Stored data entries
---------------
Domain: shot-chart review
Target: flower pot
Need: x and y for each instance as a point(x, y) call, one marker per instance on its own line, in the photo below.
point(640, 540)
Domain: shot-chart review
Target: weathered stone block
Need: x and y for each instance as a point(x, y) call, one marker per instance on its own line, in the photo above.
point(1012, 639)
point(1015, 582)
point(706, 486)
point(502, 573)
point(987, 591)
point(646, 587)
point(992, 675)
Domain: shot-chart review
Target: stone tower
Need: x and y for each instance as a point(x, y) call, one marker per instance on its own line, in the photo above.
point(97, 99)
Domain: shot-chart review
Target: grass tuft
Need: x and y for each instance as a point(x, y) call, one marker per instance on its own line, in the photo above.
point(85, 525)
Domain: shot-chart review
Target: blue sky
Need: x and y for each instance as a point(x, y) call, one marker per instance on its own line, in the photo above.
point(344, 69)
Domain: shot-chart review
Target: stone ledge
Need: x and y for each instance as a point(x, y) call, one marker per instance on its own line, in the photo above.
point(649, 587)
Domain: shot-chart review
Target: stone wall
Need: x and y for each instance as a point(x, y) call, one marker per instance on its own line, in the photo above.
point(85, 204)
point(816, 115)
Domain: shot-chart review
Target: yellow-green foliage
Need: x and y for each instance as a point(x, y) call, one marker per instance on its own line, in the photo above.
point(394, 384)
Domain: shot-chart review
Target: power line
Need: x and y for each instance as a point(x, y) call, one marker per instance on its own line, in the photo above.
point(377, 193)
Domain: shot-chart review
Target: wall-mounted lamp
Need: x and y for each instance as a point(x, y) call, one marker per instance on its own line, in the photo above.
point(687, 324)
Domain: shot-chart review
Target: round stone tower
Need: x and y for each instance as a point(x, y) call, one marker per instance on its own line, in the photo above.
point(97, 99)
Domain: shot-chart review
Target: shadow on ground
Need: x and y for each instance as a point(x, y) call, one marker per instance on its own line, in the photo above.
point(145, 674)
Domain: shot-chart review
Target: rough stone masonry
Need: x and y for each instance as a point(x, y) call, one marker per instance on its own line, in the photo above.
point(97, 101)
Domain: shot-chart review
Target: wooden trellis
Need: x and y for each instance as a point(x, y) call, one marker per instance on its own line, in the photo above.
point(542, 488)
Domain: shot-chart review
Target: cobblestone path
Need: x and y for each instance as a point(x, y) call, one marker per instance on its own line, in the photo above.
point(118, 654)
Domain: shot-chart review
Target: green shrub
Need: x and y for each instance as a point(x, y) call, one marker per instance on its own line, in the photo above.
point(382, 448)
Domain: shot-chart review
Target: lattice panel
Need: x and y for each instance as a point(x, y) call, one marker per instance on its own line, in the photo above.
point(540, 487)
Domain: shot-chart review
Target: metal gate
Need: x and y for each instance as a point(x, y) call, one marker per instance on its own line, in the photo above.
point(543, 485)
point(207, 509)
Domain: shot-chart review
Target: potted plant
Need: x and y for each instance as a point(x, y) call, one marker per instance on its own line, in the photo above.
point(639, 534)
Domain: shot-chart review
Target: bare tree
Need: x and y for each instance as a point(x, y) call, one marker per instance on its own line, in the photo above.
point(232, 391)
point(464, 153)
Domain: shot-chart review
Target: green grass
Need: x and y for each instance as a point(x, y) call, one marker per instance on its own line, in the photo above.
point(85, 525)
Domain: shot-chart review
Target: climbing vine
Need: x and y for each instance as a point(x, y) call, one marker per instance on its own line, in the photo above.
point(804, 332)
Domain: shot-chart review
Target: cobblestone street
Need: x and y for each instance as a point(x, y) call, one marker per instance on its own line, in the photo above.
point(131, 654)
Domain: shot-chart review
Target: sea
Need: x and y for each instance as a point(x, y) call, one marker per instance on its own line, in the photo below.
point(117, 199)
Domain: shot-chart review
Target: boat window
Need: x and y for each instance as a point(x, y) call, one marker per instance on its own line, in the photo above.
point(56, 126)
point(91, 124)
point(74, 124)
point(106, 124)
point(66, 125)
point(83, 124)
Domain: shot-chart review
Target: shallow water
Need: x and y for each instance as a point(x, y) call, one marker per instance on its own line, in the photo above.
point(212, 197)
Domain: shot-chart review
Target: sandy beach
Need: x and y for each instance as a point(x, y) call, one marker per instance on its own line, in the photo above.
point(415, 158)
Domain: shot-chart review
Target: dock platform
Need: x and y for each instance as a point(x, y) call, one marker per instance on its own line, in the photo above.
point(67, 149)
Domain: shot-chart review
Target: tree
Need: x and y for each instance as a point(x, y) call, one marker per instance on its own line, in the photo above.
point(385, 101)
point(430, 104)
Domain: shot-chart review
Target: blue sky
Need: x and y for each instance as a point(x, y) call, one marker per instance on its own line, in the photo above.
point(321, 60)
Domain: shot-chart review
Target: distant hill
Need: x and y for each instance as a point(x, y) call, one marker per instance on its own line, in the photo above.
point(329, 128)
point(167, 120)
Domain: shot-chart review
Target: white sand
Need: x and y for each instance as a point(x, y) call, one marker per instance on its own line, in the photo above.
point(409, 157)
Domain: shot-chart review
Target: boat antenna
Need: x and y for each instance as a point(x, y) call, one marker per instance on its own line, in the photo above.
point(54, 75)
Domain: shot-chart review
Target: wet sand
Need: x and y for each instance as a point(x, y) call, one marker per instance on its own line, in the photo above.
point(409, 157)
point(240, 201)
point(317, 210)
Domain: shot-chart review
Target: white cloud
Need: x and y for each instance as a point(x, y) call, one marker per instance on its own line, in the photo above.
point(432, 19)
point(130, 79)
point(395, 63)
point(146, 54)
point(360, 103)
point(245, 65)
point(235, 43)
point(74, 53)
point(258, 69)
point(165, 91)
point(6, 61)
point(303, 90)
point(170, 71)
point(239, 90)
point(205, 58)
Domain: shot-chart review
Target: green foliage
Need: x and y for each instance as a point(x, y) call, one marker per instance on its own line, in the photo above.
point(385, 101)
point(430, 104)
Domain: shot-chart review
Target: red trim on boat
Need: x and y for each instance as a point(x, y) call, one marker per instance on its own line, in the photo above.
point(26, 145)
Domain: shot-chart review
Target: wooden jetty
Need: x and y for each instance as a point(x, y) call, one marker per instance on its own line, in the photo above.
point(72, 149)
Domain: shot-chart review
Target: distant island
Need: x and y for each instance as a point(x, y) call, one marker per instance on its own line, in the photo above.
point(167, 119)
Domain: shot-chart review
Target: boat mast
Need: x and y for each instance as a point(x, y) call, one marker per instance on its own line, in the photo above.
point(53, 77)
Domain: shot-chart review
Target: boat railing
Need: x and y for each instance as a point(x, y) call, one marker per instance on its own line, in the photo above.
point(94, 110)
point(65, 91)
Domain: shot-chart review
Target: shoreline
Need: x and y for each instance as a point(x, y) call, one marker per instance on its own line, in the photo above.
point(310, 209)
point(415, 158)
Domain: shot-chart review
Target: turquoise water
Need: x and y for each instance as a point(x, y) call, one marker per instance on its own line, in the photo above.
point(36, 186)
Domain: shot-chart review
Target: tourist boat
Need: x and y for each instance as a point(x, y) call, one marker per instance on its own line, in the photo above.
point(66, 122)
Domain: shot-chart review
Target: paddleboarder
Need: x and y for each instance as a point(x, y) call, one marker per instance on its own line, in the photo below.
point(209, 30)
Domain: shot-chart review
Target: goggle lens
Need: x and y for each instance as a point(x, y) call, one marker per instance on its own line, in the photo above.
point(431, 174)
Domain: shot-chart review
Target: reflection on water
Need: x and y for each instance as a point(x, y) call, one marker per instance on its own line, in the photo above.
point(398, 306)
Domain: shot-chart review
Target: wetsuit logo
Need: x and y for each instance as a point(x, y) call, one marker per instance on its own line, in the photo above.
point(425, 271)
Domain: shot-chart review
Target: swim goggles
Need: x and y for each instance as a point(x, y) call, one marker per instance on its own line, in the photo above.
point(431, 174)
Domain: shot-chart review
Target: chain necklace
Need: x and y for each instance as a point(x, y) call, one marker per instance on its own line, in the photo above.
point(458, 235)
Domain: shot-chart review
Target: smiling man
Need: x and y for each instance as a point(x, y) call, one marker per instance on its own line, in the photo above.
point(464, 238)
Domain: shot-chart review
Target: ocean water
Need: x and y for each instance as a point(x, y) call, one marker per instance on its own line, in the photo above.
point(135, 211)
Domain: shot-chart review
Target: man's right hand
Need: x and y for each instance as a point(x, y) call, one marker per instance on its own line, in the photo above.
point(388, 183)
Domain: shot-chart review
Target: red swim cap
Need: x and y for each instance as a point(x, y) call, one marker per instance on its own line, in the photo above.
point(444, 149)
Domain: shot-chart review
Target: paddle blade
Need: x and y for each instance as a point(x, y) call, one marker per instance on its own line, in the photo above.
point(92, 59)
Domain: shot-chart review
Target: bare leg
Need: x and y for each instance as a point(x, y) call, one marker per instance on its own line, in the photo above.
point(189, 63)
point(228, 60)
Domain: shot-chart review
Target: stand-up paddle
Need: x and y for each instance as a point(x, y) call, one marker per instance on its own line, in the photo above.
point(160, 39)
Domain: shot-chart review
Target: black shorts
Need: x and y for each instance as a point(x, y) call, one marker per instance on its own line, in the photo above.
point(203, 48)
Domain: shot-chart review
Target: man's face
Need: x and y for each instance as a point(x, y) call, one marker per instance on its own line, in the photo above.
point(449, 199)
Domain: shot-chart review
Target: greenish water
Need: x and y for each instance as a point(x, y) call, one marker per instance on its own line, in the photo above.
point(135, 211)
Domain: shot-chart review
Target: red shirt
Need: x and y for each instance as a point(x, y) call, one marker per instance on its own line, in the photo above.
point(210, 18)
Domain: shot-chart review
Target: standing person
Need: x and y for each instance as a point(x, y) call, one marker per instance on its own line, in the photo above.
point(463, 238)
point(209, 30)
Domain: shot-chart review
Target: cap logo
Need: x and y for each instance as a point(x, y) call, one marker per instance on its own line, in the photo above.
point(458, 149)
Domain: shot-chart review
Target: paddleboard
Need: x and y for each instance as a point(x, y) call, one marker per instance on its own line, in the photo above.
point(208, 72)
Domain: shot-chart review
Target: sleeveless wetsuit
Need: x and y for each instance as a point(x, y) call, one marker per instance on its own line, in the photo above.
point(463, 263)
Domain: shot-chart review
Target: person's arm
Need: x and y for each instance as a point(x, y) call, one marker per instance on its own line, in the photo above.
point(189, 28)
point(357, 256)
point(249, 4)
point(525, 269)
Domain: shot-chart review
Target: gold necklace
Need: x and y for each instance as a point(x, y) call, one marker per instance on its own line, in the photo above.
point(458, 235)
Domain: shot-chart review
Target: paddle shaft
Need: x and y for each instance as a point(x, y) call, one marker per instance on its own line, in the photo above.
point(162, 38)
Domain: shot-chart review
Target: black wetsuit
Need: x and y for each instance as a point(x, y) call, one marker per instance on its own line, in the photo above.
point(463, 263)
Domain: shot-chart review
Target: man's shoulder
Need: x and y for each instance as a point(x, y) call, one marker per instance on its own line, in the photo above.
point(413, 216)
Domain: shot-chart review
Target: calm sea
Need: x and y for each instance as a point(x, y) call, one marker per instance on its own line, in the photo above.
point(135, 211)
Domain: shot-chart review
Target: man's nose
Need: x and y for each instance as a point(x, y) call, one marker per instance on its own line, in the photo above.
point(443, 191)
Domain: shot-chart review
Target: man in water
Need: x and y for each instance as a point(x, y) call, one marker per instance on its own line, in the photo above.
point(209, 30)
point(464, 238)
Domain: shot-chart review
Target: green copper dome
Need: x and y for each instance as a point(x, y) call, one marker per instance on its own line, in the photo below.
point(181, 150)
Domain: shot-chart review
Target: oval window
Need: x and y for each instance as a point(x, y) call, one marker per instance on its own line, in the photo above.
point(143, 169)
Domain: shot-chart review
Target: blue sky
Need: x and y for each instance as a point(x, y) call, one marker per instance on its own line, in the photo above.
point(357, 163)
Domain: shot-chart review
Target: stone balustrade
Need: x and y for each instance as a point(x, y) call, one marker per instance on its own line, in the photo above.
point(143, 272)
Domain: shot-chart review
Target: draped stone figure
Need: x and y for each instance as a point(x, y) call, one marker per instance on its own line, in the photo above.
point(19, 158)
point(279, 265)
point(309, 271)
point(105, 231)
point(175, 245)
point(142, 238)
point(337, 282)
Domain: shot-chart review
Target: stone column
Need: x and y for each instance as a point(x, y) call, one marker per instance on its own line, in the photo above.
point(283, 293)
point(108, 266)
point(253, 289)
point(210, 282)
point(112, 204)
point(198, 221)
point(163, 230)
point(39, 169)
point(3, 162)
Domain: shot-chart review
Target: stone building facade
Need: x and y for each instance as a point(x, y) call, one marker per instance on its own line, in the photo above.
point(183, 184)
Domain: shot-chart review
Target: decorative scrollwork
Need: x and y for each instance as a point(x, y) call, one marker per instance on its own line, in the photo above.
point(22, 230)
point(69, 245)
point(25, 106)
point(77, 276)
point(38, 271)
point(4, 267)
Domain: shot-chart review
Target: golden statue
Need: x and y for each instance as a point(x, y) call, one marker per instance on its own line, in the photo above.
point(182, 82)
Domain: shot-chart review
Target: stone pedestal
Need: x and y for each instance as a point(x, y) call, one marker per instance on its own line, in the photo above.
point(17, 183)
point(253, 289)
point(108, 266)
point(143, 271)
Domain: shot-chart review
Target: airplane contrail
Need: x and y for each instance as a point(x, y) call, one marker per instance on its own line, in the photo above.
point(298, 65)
---------------
## What you need to do
Up to and including the line that contains "Target: power line", restate word for word every line of the entries, starting from the first.

## Task solution
Domain: shot-chart review
Target: flower pot
Need: x and y for each instance as a point(x, y) call, one marker per instance on its own line, in the photo below.
point(640, 540)
Domain: shot-chart review
Target: weathered stone block
Need: x and y for each instance as a point(x, y) call, one marker per instance on its own line, in the photo above.
point(1012, 639)
point(1015, 582)
point(706, 486)
point(502, 573)
point(987, 591)
point(646, 587)
point(992, 675)
Domain: shot-chart review
Target: stone tower
Need: x and y for each instance as a point(x, y) call, one marker per instance on its own line, in the photo above.
point(97, 99)
Domain: shot-chart review
Target: grass tuft
Need: x and y for each instance as a point(x, y) call, one marker per instance on its own line, in the photo above.
point(85, 525)
Domain: shot-chart review
Target: blue sky
Need: x and y for each instance as a point(x, y) call, one marker per instance on its own line, in the photo above.
point(344, 69)
Domain: shot-chart review
Target: stone ledge
Need: x and y for each instance as a point(x, y) call, one marker per instance on its own line, in the photo above.
point(649, 587)
Domain: shot-chart review
Target: stone wall
Need: x and y for each instance as a point(x, y) call, one marker per instance on its own line, in the photo above.
point(85, 204)
point(816, 115)
Domain: shot-chart review
Target: yellow-green foliage
Need: x and y for each instance as a point(x, y) call, one marker per instance on its own line, in the photo above.
point(394, 384)
Domain: shot-chart review
Target: power line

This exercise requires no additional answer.